*Stated exercise:*
Return only the line that contains "of the credit" and each line after it, through the last line of the data below, copied exactly.

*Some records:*
****************************************
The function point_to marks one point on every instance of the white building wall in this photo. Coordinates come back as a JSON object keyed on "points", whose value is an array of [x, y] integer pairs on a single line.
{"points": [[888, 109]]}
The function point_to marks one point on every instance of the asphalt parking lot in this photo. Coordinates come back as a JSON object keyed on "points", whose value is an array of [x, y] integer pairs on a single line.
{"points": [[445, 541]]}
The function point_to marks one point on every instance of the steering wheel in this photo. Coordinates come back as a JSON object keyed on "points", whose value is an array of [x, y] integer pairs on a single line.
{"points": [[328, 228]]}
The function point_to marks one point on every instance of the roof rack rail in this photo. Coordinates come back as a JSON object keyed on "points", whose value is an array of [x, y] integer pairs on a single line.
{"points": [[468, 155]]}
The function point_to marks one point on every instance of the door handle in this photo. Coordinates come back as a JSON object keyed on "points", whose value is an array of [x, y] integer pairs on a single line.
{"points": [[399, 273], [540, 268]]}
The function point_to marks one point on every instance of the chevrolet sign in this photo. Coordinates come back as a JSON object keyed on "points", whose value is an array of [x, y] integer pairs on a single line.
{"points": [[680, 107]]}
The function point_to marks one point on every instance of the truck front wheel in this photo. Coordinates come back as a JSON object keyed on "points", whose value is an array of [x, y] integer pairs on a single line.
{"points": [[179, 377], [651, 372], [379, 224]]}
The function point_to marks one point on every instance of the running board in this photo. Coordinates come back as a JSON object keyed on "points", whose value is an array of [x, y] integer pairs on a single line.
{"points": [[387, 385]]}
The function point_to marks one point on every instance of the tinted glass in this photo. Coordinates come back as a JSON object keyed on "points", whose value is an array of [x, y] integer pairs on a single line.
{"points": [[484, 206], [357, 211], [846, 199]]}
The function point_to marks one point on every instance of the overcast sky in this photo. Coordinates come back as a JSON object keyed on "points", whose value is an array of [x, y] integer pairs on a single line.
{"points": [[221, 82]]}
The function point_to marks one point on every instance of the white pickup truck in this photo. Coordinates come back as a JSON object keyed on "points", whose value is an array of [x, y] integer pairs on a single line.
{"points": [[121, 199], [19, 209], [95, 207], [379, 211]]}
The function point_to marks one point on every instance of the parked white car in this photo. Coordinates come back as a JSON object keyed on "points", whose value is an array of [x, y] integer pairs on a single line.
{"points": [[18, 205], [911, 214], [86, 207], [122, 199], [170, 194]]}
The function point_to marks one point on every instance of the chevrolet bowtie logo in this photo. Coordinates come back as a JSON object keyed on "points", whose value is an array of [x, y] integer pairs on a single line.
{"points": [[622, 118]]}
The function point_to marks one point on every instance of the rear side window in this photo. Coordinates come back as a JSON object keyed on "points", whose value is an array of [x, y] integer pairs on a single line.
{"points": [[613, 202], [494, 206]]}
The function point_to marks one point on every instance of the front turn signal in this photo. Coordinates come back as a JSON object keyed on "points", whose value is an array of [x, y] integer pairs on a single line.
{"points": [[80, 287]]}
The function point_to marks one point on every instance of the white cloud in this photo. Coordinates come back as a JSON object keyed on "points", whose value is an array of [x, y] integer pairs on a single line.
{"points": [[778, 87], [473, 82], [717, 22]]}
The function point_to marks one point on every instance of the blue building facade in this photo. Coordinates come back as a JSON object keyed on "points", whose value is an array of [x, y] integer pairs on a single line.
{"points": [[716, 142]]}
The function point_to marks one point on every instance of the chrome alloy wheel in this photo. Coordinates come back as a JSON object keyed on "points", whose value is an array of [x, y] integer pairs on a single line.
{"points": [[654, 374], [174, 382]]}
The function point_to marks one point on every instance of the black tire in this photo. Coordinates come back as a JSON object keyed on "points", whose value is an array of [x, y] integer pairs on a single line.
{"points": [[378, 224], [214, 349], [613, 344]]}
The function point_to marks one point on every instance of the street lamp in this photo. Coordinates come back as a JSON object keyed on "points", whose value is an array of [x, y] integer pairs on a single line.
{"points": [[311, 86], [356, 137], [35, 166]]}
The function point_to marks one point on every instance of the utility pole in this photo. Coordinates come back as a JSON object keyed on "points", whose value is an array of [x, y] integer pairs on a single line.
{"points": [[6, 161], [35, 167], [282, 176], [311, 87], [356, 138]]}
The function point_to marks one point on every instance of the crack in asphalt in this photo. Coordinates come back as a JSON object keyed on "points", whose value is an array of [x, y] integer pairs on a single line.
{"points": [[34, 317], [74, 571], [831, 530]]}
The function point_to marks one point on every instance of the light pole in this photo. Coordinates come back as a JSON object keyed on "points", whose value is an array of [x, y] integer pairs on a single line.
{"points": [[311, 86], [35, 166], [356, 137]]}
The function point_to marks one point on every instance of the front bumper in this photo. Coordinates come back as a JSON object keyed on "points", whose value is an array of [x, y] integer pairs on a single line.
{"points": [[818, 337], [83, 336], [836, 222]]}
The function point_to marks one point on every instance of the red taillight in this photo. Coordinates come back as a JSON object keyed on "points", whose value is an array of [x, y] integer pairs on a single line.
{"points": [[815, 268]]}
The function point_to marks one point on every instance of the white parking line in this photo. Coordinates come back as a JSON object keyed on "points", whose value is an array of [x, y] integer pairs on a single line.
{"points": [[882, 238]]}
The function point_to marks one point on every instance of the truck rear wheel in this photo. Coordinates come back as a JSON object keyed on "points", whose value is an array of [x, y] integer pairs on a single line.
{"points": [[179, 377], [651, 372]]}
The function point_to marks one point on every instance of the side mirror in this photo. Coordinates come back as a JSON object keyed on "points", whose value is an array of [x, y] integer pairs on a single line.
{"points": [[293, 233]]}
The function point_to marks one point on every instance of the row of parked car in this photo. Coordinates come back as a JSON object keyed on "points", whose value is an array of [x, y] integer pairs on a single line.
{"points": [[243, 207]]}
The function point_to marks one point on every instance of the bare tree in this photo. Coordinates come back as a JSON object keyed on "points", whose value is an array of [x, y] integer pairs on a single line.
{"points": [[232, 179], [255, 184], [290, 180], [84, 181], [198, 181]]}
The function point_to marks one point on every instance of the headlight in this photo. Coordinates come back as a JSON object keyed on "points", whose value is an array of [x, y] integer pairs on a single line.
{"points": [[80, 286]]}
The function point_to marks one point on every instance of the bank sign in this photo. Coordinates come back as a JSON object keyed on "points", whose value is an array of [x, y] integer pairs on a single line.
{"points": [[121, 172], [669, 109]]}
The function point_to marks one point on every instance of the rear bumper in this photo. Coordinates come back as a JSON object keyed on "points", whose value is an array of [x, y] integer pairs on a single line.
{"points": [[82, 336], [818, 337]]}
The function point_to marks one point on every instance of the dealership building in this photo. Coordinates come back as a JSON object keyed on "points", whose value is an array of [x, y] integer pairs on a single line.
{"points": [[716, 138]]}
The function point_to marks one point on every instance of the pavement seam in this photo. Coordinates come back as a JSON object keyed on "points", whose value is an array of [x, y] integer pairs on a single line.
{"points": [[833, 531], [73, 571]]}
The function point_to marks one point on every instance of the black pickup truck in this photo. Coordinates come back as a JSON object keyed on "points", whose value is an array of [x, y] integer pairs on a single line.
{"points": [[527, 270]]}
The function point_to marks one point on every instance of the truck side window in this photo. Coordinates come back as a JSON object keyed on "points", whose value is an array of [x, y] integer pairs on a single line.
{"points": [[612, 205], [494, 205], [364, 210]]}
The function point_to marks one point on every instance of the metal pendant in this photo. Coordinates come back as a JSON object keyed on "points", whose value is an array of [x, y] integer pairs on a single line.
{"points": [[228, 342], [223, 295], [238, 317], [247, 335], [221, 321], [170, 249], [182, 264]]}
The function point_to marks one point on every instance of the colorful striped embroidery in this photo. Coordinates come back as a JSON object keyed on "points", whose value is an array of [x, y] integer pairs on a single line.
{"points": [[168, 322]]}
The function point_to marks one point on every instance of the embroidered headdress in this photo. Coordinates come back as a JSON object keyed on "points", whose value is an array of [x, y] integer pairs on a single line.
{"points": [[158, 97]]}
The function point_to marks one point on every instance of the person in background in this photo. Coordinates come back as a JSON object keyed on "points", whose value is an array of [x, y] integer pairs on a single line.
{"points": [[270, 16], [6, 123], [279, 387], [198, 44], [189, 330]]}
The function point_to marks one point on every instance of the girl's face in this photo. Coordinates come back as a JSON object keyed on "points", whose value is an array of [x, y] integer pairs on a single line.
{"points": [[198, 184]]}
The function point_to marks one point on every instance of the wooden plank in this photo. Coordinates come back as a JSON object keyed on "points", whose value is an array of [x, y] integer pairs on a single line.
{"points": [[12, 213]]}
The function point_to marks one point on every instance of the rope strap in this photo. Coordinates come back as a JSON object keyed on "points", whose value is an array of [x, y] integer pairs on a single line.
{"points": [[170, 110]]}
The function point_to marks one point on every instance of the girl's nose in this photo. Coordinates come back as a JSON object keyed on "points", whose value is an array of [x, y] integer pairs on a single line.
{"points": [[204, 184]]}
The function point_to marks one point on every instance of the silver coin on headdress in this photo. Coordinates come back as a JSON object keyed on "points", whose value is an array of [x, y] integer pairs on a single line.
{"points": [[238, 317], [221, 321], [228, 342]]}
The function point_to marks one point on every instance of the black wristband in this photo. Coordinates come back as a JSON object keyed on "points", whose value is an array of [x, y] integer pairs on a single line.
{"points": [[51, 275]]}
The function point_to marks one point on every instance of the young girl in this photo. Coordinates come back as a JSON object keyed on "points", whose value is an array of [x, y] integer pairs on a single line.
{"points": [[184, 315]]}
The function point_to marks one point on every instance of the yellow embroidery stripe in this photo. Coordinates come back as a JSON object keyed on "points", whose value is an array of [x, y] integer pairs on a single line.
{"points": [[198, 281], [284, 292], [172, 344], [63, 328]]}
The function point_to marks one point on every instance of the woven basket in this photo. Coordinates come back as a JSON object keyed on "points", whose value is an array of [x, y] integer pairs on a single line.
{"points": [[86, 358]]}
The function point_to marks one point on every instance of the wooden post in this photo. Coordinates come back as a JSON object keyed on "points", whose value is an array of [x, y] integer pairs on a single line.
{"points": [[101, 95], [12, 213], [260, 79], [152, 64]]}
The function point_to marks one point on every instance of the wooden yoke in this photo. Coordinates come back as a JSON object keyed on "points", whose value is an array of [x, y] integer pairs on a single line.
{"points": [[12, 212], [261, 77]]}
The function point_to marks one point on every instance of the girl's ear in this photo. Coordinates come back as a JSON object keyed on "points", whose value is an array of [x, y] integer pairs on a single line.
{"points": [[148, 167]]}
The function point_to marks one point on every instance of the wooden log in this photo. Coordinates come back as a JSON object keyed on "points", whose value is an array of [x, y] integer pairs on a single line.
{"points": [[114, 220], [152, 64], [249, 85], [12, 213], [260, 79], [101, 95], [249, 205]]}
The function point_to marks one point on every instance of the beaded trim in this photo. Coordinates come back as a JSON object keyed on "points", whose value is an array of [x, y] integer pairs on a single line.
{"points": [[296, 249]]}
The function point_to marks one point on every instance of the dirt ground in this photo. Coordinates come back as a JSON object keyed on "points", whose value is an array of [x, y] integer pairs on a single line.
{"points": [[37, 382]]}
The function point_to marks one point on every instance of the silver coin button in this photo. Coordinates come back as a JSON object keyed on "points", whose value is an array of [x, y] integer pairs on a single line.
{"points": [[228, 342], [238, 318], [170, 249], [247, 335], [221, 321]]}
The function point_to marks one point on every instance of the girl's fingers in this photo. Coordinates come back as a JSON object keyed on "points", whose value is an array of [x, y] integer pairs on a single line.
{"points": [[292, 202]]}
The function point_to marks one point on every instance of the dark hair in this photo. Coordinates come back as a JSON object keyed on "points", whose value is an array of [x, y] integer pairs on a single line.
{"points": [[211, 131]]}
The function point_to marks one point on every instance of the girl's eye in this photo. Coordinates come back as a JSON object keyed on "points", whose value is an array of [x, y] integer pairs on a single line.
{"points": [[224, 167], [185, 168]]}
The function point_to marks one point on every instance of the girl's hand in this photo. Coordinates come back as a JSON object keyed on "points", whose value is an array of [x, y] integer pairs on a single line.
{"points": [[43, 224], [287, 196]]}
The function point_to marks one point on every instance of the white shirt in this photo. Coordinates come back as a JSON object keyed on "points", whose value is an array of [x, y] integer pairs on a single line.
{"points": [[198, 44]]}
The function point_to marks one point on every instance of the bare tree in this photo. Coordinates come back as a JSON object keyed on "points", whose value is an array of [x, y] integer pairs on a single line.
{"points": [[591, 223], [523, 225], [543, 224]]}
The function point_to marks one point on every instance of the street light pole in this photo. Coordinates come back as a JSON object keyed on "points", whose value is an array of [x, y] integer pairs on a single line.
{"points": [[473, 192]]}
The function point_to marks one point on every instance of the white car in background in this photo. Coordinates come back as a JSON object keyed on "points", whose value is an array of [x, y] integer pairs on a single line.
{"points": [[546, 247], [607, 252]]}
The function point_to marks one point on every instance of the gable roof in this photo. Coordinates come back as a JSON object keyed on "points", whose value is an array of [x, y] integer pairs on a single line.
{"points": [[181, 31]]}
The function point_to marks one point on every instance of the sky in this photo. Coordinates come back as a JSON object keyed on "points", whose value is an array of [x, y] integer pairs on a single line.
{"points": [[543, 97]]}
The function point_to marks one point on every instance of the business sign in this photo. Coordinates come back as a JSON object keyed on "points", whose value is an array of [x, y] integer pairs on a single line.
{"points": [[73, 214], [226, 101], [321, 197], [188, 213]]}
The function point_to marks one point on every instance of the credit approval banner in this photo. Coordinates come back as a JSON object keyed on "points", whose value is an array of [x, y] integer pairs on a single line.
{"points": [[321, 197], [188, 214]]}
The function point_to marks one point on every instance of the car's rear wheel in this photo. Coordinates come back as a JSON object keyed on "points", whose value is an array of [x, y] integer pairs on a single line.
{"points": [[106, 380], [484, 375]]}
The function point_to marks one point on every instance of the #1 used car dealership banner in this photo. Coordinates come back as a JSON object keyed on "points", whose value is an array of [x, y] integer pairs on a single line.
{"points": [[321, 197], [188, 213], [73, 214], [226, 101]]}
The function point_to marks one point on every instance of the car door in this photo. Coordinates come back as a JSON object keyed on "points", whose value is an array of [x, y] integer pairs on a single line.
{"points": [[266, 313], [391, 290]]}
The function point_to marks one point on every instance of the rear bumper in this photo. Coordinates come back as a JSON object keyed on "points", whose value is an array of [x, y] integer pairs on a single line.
****************************************
*Solved exercise:*
The function point_to marks one point on every instance of the credit approval banner in this photo. Coordinates come back as a JSON object keyed on "points", whose value is an array of [x, y] integer pairs on a single line.
{"points": [[321, 197], [188, 214]]}
The function point_to marks one point on every instance of the car's rear wheel in this photo. Coordinates come back as a JSON object keyed on "points", whose value is an array of [x, y] integer pairs on a single line.
{"points": [[106, 380], [484, 375]]}
The function point_to marks one point on every instance of the #1 used car dealership banner in this photo. Coordinates come back as a JSON object keyed on "points", whose value is an array of [x, y] integer pairs on a single line.
{"points": [[321, 197], [188, 213], [73, 214], [226, 101]]}
The function point_to marks one point on every instance of the car door in this photo. Coordinates come back as a JSON object keyed on "points", whose value is an array of [x, y] integer pairs on a single line.
{"points": [[266, 313], [391, 290]]}
The function point_to marks one point on every instance of the rear bumper in this photo. Coordinates come back as a JSON object keyed on "points", whose value is an array of [x, y] integer pairs on a single line.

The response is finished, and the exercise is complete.